Veröffentlichung aus dem BRAK-Magazin Heft 4/2019
Eines der Ziele des elektronischen Rechtsverkehrs ist es, auch die Akteneinsicht auf digitalem Weg zu ermöglichen. Das ist komfortabler, schneller und zudem können mehrere Verfahrensbeteiligte zeitgleich Akteneinsicht nehmen. Diesem Ziel ist man mit der Eröffnung des bundesweiten Akteneinsichtsportals (www.akteneinsichtsportal.de) nun einen guten Schritt näher.
Gesamtgebilde elektronischer Rechtsverkehr
Elektronische Akteneinsicht ist nur eines von vielen Puzzlestücken, aus denen sich das Gesamtgebilde elektronischer Rechtsverkehr (ERV) zusammensetzt. Damit er ohne Medienbrüche funktioniert, bedarf es einer Infrastruktur, die den Austausch elektronischer Dokumente zwischen allen am ERV beteiligten Seiten – Justiz, Behörden, Anwaltschaft, Notarinnen und Notare, öffentliche Register usw. – ermöglicht.
Basis dafür ist das Elektronische Gerichts- und Verwaltungspostfach (EGVP). Es bildet die Transportinfrastruktur und stellt einen zentralen Verzeichnisdienst – das SAFE – bereit. Auf ihm setzen u.a. die verschiedenen „besonderen Postfächer“ auf: das besondere elektronische Behördenpostfach (beBPo), das besondere elektronische Notarpostfach (beN) und das besondere elektronische Anwaltspostfach (beA). Gemeinsam ist ihnen, dass die Identität der Postfachinhaber jeweils auf besondere Weise verifiziert wurde – beim beA z.B. durch die Rechtsanwaltskammern.
e-Akten in Justiz
All dies bereitet der Gesetzgeber bereits seit Längerem vor. Seit 2001 wurden u.a. Form- und Beweisvorschriften für elektronische Dokumente angepasst und Mahnanträge zwingend elektronisch vorgeschrieben. Mit dem Gesetz zur Einführung des elektronischen Rechtsverkehrs wurden 2013 die Grundlagen für beA, beN und beBPo geschaffen. 2017 folgte das Gesetz zur Einführung der elektronischen Akte in der Justiz, 2018 die ERV-Verordnung.
Mit vier Referentenentwürfen des Bundesministeriums der Justiz und für Verbraucherschutz – für Verordnungen zur Bundesstrafaktenführung, Strafaktenübermittlung, Dokumentenerstellung und -übermittlung sowie zur Strafakteneinsicht – wird die e-Akte in Strafsachen nun konkreter. Festgelegt werden sollen darin technische Standards für die Aktenführung, die Übermittlung von Akten sowie die Akteneinsicht.

# # # # #

Wer verifiziert laut dem Textauszug zum elektronischen Rechtsverkehr die Identität der Inhaber eines beA?

▶ Bereitgestellte Daten:
# # # # #

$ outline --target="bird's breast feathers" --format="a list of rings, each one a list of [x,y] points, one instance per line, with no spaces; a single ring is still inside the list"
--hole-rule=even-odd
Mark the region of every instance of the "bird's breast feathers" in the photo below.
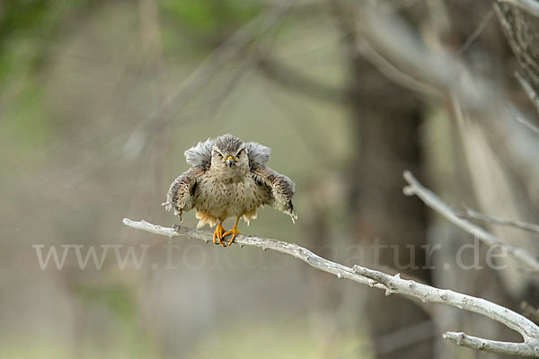
[[[216,219],[242,215],[248,222],[256,218],[256,209],[268,204],[270,198],[269,188],[259,186],[252,176],[241,180],[223,180],[208,173],[198,181],[193,206],[200,220],[199,226],[213,223]]]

# # # # #

▶ Ergebnis:
Die Rechtsanwaltskammern.